_Short problem 1_
In the rows starting at the one that contains "Each instance receives one keypoint. Annotate the white hard" and ending at the last row, replace "tree canopy" with "tree crown" and leave everything else unchanged. Give back only those rows.
━━━━━━
11/18/2014

#Pentaho #Kettle #PDI CE Offering

There's a product from Pentaho to perform Extract, Transform and Load, ETL / ELT, which you can use on Linux or Windows, called Kettle.

There's the free Community Edition CE:
http://community.pentaho.com/

Download latest version of Kettle CE Community Edition:
http://sourceforge.net/projects/pentaho/files/Data%20Integration/5.2/

As well as the Enterprise Edition with a 30 day trial:
http://www.pentaho.com/download

I wanted to load on a Linux environment, so I downloaded a Hadoop VM from Hortonworks CentOS Sandbox version:
http://hortonworks.com/products/hortonworks-sandbox/#install

Link for installing Kettle:
http://wiki.pentaho.com/display/EAI/01.+Installing+Kettle

So I logged onto my Hyper-V Hadoop Sandbox single node cluster as root/Hadoop.

Was logged in as root, created a new user called pentaho:
To sudo to the Pentaho user
$ su - pentaho
 
 
 


And back to root:
su - root

I created a folder in the root called /Pentaho

There's no easy way to copy the zip file from the host computer to the Hyper-V, so I used curl:

curl 'http://tcpdiag.dl.sourceforge.net/project/pentaho/Data%20Integration/5.2/pdi-ce-5.2.0.0-209.zip'

Checked to see the Zip file was downloaded as Archive file, not HTML:

To Unzip the Zip file, first install Unzip
yum install unzip -y from the command line on the Hadoop VM


Then key in the command:
unzip pdi-ce-5.2.0.0-209.zip -d /Pentaho


Extracted:

Files were loaded:

Next step is to get Kettle PDI running...

In the meantime, I wanted to explore the Windows version and sure enough the same bits work for both Linux and Windows, in my case, Windows 8.1.


You'll want to click on the spoon.bat file:

And within a few seconds, the app loads, no installation required:

There're existing Samples to get started:
 
There're tons of transformations:

And the thing to notice is the Big Data Transformations:
 
And some connection types:

To create a Database Connection to Hadoop, follow this URL instructions:
http://wiki.pentaho.com/display/BAD/Configuring+Pentaho+for+your+Hadoop+Distro+and+Version

What I like about the Pentaho Kettle PDI solution is the ability to get installed and up to speed quickly.  Once the application is running, you have an arsenal of Extract, Transform and Load functionality at your disposal.  And the best part is there's little to no actual coding.  It's drag and drop WYSIWYG interface allows Rapid Application Development robust solutions.

This blog was how get started and some of the features on the Community Edition of Kettle PDI from Pentaho.

Happy coding~!
━━━━━━
_Short problem 2_
For each statement, answer yes or no according to the Pentaho Kettle post, and quote the words that decide it.
(a) The Community Edition comes with a 30 day trial.
(b) The author used curl to get the zip file onto the Hyper-V.
(c) Running Kettle on Windows required an installation step.
━━━━━━
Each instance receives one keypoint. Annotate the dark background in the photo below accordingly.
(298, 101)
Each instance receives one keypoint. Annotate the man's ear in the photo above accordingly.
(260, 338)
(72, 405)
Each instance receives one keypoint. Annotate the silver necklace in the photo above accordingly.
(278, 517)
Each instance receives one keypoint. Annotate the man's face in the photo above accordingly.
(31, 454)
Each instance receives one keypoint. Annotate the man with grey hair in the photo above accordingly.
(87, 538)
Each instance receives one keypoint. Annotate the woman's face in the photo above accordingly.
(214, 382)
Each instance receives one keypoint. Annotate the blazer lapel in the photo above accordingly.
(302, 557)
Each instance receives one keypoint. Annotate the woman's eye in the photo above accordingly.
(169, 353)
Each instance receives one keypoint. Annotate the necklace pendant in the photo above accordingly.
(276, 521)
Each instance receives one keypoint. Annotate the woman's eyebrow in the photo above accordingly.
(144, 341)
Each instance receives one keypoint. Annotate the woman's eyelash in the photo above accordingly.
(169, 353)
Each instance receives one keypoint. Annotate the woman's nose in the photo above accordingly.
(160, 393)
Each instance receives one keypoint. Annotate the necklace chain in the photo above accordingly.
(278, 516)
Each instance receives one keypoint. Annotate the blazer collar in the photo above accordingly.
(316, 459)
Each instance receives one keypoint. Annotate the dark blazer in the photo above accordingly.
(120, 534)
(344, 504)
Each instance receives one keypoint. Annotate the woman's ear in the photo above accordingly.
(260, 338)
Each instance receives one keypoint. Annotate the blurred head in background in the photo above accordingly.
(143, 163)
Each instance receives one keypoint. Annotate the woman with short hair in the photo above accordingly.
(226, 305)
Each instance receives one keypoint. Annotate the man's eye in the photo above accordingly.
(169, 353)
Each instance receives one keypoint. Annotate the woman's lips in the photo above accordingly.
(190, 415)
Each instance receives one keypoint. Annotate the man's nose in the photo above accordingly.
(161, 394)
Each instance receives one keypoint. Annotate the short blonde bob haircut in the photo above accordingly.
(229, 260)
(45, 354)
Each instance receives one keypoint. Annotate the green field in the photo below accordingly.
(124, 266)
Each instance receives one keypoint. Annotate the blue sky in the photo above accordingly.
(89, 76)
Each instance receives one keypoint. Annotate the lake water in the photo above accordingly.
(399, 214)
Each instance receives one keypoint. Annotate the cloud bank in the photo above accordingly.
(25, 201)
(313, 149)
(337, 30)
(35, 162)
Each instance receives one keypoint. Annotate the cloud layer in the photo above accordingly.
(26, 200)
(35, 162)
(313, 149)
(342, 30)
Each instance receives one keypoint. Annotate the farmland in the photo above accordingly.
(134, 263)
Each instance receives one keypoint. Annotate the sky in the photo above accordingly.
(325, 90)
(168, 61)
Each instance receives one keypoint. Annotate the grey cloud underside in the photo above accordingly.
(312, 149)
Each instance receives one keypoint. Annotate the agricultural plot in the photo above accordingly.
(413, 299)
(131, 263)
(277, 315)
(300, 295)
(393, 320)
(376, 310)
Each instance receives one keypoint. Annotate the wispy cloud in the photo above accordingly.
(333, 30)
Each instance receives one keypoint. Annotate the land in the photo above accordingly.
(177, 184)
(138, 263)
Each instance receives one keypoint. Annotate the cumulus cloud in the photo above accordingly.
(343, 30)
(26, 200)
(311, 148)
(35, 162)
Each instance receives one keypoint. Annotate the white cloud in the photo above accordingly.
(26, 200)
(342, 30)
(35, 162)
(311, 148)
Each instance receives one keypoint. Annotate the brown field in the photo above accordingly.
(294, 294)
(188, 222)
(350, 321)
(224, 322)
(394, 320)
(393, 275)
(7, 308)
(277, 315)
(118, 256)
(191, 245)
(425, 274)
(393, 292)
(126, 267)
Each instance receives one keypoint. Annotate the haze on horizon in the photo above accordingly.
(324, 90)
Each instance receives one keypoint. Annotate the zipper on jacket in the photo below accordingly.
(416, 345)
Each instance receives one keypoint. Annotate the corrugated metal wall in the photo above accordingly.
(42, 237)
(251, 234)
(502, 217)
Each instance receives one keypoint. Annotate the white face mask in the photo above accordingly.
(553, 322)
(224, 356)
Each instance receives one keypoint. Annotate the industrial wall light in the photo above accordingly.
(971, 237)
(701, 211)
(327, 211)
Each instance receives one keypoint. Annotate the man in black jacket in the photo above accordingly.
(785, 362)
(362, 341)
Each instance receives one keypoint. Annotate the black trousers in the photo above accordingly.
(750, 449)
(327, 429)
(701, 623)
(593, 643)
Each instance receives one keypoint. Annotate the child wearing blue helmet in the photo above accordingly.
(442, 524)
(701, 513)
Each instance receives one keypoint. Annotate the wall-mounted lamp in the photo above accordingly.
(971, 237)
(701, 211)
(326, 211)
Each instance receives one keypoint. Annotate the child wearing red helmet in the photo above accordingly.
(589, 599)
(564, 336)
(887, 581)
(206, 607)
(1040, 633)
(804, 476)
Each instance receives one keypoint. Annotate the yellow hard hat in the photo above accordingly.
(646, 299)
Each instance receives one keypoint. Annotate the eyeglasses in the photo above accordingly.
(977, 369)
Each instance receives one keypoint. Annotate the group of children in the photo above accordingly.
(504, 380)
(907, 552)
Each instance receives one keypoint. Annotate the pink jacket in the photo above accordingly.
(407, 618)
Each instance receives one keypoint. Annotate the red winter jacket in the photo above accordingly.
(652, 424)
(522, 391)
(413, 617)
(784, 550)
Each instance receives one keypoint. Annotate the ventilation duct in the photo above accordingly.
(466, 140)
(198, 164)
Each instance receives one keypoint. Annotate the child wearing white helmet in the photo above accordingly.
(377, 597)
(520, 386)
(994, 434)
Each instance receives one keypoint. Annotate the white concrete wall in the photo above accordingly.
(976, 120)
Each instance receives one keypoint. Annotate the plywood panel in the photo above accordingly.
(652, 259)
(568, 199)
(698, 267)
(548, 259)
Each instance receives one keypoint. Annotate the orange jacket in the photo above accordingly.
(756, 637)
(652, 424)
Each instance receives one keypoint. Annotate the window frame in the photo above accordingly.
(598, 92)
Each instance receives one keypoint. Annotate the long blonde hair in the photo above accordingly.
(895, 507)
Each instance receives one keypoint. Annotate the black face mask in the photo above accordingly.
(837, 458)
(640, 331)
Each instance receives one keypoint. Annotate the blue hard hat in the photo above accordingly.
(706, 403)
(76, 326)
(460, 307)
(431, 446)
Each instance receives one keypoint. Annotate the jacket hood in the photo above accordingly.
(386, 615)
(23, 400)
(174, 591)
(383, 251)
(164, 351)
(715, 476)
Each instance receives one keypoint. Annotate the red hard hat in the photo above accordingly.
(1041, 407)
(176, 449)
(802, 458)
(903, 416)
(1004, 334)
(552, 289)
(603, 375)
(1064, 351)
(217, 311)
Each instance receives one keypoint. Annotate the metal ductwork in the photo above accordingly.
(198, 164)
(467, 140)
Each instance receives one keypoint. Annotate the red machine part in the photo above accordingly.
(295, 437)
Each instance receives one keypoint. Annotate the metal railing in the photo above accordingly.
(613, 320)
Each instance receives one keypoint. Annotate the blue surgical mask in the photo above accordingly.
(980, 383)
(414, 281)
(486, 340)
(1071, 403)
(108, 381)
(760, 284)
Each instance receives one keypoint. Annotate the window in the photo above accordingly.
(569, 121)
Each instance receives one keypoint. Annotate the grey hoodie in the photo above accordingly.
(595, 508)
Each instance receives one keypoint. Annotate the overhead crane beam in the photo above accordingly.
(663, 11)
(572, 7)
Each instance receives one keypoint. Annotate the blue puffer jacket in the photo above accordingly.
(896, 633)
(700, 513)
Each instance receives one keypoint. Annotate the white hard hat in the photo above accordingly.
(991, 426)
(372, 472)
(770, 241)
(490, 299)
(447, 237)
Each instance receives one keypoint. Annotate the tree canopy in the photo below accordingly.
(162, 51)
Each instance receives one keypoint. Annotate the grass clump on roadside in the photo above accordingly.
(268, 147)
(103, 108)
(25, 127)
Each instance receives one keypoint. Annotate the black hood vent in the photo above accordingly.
━━━━━━
_Expected output 1_
Each instance receives one keypoint. Annotate the white hard hat in the photo above accordingly.
(991, 426)
(372, 472)
(770, 241)
(490, 299)
(447, 237)
Each instance receives one keypoint. Annotate the tree crown in the photo below accordingly.
(162, 51)
Each instance receives one keypoint. Annotate the grass clump on roadside in the photo above accordingly.
(268, 147)
(103, 108)
(25, 127)
Each instance receives one keypoint. Annotate the black hood vent in the photo above accordingly.

_Expected output 2_
(a) No: "As well as the Enterprise Edition with a 30 day trial"
(b) Yes: "There's no easy way to copy the zip file from the host computer to the Hyper-V, so I used curl"
(c) No: "the app loads, no installation required"